## Your objective
Rewrite the lines from the first one through the line containing "[129, 123, 168, 214]", replacing "Caption says" with "Description reads" and leaving everything else unchanged.

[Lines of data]

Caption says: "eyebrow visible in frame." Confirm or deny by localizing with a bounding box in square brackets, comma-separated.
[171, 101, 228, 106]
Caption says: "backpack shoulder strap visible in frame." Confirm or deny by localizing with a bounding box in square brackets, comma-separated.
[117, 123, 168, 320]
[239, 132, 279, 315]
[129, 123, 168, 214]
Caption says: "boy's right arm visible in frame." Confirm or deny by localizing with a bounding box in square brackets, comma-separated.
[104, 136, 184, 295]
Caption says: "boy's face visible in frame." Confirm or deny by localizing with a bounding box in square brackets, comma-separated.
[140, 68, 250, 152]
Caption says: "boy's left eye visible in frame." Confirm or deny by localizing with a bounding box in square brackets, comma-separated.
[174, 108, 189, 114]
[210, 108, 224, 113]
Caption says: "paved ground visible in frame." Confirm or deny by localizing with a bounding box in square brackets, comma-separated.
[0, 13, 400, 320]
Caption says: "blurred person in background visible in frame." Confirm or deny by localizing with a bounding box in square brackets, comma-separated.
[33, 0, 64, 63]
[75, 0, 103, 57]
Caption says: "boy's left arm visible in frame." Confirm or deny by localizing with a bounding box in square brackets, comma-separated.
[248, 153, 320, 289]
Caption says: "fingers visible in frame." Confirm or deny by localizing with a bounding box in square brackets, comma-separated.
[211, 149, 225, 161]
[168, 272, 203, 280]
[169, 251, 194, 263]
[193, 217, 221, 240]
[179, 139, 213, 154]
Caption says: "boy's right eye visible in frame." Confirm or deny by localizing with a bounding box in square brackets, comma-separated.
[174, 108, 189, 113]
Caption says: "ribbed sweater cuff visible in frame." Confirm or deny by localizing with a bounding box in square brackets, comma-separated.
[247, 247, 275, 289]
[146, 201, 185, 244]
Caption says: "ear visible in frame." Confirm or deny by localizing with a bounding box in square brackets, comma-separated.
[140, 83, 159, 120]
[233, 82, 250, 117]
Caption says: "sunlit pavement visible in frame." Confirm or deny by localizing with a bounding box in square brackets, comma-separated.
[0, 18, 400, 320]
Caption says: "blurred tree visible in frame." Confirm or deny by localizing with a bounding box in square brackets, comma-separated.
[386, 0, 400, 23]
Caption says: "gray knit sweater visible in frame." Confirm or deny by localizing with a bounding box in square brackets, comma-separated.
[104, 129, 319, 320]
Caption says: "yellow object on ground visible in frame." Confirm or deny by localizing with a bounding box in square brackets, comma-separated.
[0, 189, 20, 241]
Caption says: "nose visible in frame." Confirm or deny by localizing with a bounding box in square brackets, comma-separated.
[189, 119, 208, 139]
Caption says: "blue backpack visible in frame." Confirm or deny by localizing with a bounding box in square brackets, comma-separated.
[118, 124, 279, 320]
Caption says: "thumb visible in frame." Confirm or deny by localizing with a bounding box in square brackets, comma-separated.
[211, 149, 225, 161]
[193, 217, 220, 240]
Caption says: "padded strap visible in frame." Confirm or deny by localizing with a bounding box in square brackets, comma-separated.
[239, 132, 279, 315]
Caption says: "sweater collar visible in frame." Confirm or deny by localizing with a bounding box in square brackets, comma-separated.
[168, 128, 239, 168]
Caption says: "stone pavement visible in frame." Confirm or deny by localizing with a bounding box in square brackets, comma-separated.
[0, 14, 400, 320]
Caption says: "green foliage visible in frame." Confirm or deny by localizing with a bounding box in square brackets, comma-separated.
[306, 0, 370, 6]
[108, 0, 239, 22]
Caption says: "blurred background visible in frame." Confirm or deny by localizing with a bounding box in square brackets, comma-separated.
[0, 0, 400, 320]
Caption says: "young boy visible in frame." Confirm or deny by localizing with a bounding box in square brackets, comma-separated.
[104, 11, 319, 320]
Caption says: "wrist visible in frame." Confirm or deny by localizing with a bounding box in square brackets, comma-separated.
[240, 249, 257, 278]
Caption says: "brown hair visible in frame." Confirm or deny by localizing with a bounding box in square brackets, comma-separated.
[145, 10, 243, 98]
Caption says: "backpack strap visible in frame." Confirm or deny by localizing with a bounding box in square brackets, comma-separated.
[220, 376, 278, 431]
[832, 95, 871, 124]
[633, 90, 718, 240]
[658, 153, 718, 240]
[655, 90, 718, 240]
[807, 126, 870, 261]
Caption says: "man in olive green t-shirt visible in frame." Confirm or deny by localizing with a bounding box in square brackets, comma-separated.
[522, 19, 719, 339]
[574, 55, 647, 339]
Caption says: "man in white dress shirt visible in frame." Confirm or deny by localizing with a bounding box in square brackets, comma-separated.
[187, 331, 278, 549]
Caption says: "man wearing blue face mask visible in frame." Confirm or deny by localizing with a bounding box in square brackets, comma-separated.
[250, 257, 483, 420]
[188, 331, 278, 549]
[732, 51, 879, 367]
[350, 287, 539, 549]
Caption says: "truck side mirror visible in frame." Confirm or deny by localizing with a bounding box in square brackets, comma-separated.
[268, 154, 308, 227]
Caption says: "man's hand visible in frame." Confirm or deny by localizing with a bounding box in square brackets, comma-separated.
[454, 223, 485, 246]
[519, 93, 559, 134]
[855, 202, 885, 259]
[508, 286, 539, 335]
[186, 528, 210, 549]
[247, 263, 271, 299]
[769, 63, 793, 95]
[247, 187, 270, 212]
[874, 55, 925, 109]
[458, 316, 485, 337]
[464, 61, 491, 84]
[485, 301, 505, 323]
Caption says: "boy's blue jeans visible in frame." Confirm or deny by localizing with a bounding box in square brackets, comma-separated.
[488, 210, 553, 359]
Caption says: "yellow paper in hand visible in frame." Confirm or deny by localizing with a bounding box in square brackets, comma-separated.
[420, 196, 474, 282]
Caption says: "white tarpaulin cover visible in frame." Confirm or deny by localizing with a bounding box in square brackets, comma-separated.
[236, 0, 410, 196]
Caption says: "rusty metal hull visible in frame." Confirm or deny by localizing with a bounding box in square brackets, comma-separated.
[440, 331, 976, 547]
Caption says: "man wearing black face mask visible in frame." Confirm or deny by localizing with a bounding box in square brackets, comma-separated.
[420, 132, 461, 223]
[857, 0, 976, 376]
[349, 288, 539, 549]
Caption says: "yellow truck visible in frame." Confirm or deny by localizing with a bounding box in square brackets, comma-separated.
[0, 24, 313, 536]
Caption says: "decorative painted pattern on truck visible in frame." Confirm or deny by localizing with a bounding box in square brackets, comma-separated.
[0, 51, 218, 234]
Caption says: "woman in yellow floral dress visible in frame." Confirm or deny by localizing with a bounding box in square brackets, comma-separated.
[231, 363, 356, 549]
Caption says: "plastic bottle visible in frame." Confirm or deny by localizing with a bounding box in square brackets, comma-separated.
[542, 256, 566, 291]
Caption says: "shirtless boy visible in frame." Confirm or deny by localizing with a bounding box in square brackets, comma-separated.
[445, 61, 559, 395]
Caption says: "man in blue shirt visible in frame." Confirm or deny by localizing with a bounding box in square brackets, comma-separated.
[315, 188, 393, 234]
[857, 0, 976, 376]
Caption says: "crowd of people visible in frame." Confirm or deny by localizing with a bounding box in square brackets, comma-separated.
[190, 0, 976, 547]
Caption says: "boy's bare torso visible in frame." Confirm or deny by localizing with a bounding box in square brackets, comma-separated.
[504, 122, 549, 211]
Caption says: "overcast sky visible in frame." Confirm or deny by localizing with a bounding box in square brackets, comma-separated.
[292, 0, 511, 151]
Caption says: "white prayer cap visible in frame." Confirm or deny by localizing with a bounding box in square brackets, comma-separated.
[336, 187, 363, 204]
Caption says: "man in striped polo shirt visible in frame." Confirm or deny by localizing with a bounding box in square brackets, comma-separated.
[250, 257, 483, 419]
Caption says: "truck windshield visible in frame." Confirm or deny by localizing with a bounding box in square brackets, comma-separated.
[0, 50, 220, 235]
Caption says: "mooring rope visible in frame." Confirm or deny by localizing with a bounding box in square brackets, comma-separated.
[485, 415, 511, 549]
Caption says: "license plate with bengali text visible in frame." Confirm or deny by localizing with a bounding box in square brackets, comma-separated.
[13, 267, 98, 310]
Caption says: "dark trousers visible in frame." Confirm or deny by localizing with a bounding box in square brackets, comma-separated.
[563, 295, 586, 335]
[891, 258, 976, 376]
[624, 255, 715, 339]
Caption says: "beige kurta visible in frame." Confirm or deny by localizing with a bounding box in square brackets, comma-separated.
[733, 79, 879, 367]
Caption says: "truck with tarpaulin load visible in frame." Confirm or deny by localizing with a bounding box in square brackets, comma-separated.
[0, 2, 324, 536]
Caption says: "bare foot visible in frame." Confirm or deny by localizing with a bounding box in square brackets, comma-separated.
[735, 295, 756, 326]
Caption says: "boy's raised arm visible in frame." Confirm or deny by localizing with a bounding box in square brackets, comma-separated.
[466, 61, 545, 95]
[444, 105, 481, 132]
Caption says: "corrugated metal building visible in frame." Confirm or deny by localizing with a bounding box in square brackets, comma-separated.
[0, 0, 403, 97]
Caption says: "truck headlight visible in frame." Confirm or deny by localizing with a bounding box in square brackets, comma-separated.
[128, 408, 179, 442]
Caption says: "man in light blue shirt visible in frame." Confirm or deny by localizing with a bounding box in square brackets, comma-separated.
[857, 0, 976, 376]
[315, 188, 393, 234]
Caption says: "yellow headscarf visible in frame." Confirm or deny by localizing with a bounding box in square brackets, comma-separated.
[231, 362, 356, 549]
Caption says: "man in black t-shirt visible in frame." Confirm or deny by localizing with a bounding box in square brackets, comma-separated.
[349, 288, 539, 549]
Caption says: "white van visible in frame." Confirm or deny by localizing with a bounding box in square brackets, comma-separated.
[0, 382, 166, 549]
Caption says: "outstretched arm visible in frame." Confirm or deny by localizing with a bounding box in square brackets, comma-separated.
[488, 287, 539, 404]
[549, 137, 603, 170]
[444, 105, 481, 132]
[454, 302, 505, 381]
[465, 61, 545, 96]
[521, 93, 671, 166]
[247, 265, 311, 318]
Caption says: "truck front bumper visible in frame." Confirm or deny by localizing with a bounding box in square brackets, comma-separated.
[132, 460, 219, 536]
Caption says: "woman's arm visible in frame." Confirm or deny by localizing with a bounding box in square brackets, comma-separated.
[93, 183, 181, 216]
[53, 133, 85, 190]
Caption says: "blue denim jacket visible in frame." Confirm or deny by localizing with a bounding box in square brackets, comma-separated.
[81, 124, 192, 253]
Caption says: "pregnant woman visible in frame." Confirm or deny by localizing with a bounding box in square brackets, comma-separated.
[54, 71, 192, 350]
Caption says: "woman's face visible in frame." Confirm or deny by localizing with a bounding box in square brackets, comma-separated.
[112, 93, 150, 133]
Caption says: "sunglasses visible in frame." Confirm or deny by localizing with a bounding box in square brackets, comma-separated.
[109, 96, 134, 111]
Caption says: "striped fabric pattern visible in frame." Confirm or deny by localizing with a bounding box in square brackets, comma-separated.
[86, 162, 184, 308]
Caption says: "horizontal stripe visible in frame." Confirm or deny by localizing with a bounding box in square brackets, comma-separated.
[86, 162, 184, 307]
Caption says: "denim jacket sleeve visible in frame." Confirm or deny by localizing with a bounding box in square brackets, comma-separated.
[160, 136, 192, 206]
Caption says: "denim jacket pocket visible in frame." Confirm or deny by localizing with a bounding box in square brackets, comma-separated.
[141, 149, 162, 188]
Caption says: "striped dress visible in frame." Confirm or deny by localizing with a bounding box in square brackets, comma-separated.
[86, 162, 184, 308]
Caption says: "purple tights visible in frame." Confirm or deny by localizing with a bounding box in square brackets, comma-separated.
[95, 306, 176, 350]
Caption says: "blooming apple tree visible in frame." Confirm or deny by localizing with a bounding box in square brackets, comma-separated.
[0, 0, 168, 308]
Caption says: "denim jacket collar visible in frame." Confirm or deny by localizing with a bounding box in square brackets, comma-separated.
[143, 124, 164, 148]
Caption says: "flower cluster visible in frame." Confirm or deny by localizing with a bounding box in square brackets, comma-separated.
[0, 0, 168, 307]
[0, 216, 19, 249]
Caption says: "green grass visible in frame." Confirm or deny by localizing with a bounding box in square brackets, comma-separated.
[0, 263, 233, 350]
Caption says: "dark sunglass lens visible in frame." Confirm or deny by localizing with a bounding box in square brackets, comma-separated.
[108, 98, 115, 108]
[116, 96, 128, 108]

## Expected answer
Description reads: "eyebrow visible in frame." Confirm or deny by localizing with a bounding box in square brackets, comma-separated.
[171, 101, 228, 106]
Description reads: "backpack shoulder strap visible in frame." Confirm or deny by localizing with a bounding box in square brackets, comma-separated.
[117, 123, 168, 320]
[239, 132, 279, 315]
[129, 123, 168, 214]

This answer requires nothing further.